THE REQUEST » Can you reproduce the entries below with every "marker" switched to "pin" and everything else left unchanged?

+ + +

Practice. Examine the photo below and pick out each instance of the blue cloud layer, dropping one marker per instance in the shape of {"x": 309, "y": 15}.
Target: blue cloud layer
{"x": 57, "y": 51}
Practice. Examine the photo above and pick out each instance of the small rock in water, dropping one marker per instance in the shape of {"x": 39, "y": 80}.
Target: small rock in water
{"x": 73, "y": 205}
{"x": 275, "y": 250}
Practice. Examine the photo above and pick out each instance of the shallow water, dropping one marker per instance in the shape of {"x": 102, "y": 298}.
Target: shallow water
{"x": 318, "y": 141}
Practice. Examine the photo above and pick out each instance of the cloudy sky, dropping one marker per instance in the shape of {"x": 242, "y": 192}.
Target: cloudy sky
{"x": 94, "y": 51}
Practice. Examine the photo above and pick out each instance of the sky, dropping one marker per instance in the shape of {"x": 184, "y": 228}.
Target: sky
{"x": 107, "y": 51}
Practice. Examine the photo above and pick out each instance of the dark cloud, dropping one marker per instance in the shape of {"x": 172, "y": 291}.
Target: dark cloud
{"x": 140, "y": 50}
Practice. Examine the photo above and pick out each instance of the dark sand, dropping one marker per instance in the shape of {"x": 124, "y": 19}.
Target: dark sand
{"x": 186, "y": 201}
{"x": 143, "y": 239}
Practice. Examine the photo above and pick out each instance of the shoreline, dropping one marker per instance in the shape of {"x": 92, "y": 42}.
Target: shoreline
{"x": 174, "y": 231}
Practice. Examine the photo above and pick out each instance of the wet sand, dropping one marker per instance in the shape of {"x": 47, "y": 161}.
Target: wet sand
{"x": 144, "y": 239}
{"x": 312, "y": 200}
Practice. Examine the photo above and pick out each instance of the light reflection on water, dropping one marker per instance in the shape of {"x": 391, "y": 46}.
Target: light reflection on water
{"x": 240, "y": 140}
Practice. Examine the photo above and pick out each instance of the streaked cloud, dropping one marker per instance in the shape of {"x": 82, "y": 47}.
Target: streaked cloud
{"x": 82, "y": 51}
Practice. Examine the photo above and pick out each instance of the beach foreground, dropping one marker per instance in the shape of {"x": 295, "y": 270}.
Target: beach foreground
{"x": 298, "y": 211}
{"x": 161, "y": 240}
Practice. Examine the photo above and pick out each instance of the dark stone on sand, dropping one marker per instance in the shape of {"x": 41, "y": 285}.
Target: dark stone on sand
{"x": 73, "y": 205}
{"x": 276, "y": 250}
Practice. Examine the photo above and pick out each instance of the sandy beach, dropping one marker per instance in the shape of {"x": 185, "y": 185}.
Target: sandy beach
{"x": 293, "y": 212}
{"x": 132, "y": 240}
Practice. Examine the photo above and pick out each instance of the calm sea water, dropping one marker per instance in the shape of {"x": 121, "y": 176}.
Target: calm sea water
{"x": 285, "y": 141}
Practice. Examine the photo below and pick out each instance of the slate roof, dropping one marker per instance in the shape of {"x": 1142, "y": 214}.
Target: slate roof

+ + +

WRITTEN SOLUTION »
Practice. Examine the photo below and pick out each instance of the blue cloud layer, dropping one pin per instance in the shape of {"x": 309, "y": 15}.
Target: blue cloud layer
{"x": 57, "y": 51}
Practice. Examine the photo above and pick out each instance of the small rock in water, dropping one pin per instance in the shape of {"x": 39, "y": 80}.
Target: small rock in water
{"x": 73, "y": 205}
{"x": 275, "y": 250}
Practice. Examine the photo above and pick out each instance of the shallow water, dropping one pin per instance in the shape of {"x": 102, "y": 298}.
Target: shallow water
{"x": 318, "y": 141}
Practice. Examine the photo above and pick out each instance of the cloudy sky, dropping one pin per instance in the shape of {"x": 242, "y": 192}.
Target: cloudy sky
{"x": 94, "y": 51}
Practice. Examine the photo above and pick out each instance of the sky, dropping one pin per instance in the shape of {"x": 184, "y": 228}.
Target: sky
{"x": 107, "y": 51}
Practice. Examine the photo above and pick out each instance of the dark cloud, dropping one pin per instance in the shape of {"x": 172, "y": 291}.
Target: dark cloud
{"x": 140, "y": 50}
Practice. Examine the photo above and pick out each instance of the dark sand, dropping one pin per instance in the shape of {"x": 124, "y": 19}.
Target: dark sand
{"x": 186, "y": 201}
{"x": 143, "y": 239}
Practice. Examine the photo above and pick out each instance of the shoreline, dropping one pin per instance in the shape of {"x": 92, "y": 42}.
Target: shoreline
{"x": 174, "y": 231}
Practice. Examine the photo above and pick out each instance of the wet sand, dropping one pin per instance in the shape of {"x": 47, "y": 161}.
Target: wet sand
{"x": 144, "y": 239}
{"x": 312, "y": 200}
Practice. Examine the photo above and pick out each instance of the light reflection on water, dropping one pin per instance in the shape of {"x": 391, "y": 46}.
Target: light reflection on water
{"x": 240, "y": 140}
Practice. Examine the photo above and pick out each instance of the streaked cloud, dropping one pin per instance in the shape of {"x": 82, "y": 47}.
Target: streaked cloud
{"x": 82, "y": 51}
Practice. Examine the photo above and pick out each instance of the beach foreground, dropping one pin per instance in the shape of {"x": 295, "y": 270}.
Target: beach foreground
{"x": 298, "y": 211}
{"x": 161, "y": 240}
Practice. Examine the photo above and pick out each instance of the dark stone on sand, dropping one pin per instance in the shape of {"x": 41, "y": 285}.
Target: dark stone on sand
{"x": 73, "y": 205}
{"x": 276, "y": 250}
Practice. Examine the photo above and pick out each instance of the sandy beach, dropping one pin per instance in the shape of {"x": 185, "y": 185}.
Target: sandy beach
{"x": 293, "y": 212}
{"x": 132, "y": 240}
Practice. Examine the photo above and pick out each instance of the calm sea water, dropping one pin per instance in the shape of {"x": 121, "y": 176}.
Target: calm sea water
{"x": 285, "y": 141}
Practice. Examine the photo below and pick out each instance of the slate roof, dropping one pin per instance in the shape of {"x": 1142, "y": 214}.
Target: slate roof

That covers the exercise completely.